ARTICLE:
Supreme Court of Michigan
Sep 10, 1958
354 Mich. 1 (Mich. 1958)

Opinion

Docket No. 56, Calendar No. 47,723.

Decided September 10, 1958.

Appeal from Oakland; Hartrick (George B.), J. Submitted April 17, 1958. (Docket No. 56, Calendar No. 47,723.) Decided September 10, 1958.

Bill by George W. Gray and other property owners against Grand Trunk Western Railroad Company and the City of Pontiac to enjoin development of freight switching yard. Bill dismissed. Plaintiffs appeal. Affirmed.

Robert W. Hodge, for plaintiffs.

F.R. Henderson and R.L. Livesay ( Patterson Patterson and Barrett, of counsel), for defendant Grand Trunk Western Railroad Company.

William A. Ewart, for defendant City of Pontiac.


This case involves the location of a new freight switching yard in the northern part of the city of Pontiac. Adjacent property owners sought injunctive relief. It was their objection that the proposed construction would violate the city's zoning ordinance and "would be a continuing nuisance." The trial chancellor held that a "sustainable, factual violation of the ordinance is not here established" and that "the allegations of nuisance are in the nature of conjecture rather than factual." The plaintiffs are before us on a general appeal.

The record discloses that the defendant Grand Trunk Western Railroad Company constructed a "belt line" single-track railroad across the northern part of the city of Pontiac many years ago, that portion west of Baldwin avenue being completed in the year 1920. This is the area in which it is proposed that the new "industrial support yard" be located. The need for such yard has arisen from the inadequacies of the present Johnson avenue yard to service the rail traffic involved. Testimony was presented to the trial chancellor that "during the last few years there has been a great change in the service required at the motor company plants because of the increase in use of cars especially equipped for certain types of parts. There are cars equipped directly for engines and transmissions and are different types of cars altogether. In the old days they used the box cars. * * * It means we have to have twice as many cars in the terminal as we had before due to the fact that the cars have to go in the plant and loaded, the specially equipped cars put in." There have been, in addition, substantial increases in production at the Pontiac Motor plant and the Fisher Body plant. As a result and these and related factors the defendant railroad has received complaints from shippers in the area that the service is inadequate and must be improved, and from public authorities that it has blocked street crossings excessively, with resulting impedance of traffic flow. In addition, we are told, the railroad has been informed that if it cannot provide additional yard facilities the shippers "would have to consider that before building any additional plants in Pontiac."

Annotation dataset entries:

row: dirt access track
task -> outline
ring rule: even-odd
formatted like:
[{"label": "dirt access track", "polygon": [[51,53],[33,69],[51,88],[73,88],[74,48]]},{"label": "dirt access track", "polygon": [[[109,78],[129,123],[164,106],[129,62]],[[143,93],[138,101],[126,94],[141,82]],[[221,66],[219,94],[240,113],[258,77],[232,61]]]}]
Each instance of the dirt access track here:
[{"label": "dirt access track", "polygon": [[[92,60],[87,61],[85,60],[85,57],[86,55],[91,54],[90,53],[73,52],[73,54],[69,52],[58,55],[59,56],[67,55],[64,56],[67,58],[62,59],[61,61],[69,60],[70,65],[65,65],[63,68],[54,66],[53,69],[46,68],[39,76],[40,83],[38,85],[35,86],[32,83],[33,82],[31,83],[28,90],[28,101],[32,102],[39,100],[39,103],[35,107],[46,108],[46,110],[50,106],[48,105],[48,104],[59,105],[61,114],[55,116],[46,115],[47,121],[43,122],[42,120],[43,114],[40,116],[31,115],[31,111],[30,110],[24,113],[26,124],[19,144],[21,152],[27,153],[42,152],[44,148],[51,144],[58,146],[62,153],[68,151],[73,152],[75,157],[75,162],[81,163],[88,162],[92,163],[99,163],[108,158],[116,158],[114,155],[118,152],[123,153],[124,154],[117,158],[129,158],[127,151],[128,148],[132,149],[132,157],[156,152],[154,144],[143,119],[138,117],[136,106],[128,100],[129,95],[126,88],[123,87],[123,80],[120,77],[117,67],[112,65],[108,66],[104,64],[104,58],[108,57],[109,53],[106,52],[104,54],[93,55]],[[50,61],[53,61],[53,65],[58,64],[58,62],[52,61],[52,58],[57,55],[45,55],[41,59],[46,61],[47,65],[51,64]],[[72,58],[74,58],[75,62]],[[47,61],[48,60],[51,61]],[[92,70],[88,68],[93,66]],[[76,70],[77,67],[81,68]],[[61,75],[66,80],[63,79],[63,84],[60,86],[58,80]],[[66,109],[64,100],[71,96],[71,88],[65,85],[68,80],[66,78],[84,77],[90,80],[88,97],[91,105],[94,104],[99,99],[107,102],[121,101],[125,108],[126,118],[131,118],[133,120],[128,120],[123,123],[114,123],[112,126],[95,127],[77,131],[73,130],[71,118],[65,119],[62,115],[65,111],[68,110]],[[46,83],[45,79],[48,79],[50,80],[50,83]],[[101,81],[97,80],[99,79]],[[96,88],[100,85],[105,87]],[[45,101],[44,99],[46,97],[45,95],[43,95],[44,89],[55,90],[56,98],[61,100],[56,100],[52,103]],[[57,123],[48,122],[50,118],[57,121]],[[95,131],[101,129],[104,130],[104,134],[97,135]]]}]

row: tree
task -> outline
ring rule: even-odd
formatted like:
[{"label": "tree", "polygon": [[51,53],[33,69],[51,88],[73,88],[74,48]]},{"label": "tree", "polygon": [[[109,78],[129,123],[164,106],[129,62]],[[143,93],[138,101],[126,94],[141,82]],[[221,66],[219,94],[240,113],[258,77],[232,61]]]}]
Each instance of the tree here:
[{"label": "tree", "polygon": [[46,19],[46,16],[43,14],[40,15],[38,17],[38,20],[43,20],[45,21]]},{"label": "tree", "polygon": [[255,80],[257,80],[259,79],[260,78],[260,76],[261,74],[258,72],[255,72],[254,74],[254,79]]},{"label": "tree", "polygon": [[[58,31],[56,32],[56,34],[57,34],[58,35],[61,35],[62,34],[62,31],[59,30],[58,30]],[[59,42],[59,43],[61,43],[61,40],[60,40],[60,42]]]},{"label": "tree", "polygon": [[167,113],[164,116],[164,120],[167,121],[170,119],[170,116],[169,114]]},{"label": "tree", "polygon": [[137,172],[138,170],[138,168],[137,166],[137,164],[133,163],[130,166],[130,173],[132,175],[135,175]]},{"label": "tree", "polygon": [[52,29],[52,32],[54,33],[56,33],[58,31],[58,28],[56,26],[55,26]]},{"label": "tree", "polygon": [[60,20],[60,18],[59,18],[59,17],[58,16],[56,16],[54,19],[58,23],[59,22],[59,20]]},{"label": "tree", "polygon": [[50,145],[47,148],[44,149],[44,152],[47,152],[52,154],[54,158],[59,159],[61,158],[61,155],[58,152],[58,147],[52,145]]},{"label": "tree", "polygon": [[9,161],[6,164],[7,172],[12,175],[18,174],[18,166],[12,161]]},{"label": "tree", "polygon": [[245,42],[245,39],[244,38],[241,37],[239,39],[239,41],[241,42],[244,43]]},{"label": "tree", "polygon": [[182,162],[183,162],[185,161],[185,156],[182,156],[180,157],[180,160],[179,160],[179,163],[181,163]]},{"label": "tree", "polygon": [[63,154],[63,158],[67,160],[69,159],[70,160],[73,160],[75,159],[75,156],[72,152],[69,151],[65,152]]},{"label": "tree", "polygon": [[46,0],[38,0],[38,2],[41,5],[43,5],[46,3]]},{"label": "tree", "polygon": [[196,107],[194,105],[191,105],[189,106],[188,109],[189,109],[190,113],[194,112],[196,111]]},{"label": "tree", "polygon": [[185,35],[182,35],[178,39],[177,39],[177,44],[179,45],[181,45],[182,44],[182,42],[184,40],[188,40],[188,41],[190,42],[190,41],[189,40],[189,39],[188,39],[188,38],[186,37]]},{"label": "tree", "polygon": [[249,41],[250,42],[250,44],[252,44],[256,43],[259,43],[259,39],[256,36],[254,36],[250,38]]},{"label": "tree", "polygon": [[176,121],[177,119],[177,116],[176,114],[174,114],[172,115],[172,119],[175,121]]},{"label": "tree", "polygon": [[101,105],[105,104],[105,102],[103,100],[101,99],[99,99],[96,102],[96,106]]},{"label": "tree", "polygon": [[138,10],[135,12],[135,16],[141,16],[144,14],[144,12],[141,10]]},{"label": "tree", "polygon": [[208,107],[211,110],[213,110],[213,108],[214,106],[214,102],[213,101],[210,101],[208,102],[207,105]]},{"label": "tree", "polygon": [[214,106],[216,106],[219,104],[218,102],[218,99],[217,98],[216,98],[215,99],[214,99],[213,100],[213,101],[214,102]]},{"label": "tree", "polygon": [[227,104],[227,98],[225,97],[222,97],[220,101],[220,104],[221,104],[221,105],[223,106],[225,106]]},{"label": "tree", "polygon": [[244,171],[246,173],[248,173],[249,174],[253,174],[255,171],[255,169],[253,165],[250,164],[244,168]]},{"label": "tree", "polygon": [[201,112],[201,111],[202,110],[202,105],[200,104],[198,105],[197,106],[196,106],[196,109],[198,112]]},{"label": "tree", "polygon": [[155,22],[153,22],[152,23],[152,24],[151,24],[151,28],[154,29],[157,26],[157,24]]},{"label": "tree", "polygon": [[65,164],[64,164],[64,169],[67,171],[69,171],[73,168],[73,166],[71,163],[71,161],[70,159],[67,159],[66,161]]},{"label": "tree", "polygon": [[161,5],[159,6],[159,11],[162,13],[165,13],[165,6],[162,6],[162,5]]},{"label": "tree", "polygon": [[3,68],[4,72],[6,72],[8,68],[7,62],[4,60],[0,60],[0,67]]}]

ACTIONS TO TAKE:
1/ Copy the records word for word, everything from the start of the records down to the line containing "Each instance of the dirt", with both ends included.
2/ Pick up the court opinion on the Pontiac freight switching yard where it stops, and write on from its last sentence.
The court opinion and the records have no connection to each other.

WRITTEN RESPONSES:
1/
row: dirt access track
task -> outline
ring rule: even-odd
formatted like:
[{"label": "dirt access track", "polygon": [[51,53],[33,69],[51,88],[73,88],[74,48]]},{"label": "dirt access track", "polygon": [[[109,78],[129,123],[164,106],[129,62]],[[143,93],[138,101],[126,94],[141,82]],[[221,66],[219,94],[240,113],[258,77],[232,61]]]}]
Each instance of the dirt access track here:

2/
The railroad, accordingly, began a survey of different sites available for additional yard facilities and selected the site here in issue. In order to construct the yard at this site the railroad approached the city of Pontiac for the purchase of property at this location owned by the city. Negotiations ensued, the city retaining Mr. Charles Blackman, a consulting engineer from Louisville, Kentucky, for purposes of exploration of other possible sites. After an exhaustive consideration of various factors, including such matters as comparative costs, grade levels, street crossings, distances from plants served, adjacent housing and industries, viaducts required, track space, and related matters, the defendant city and railroad entered into the agreement here under consideration upon May 21, 1957. Its provisions are summarized by appellees as follows:

"(1) That the city sell to the railroad the property required.

"(2) That it execute its conveyance.

"(3) The city agrees to forego any future attempts to extend Stanley avenue to the north across the support yard at grade.

"(4) The railroad agrees to construct and maintain a chain link fence on both the north and south sides of the yard.

"(5) The ballast of the yard to be washed pea gravel with calcium chloride to be used if any dust results.

"(6) To provide a green belt of tree planting on a part of the northerly side of the yard, and to construct embankment on the south side and place a climbing vine on the link fence on the south side.

"(7) The railroad consents to the extension of Columbia avenue across the belt line at grade.

"(8) The railroad consents to the extension of Hollywood avenue across the belt line at grade and agrees to donate to the city without compensation an easement for a public roadway for that purpose.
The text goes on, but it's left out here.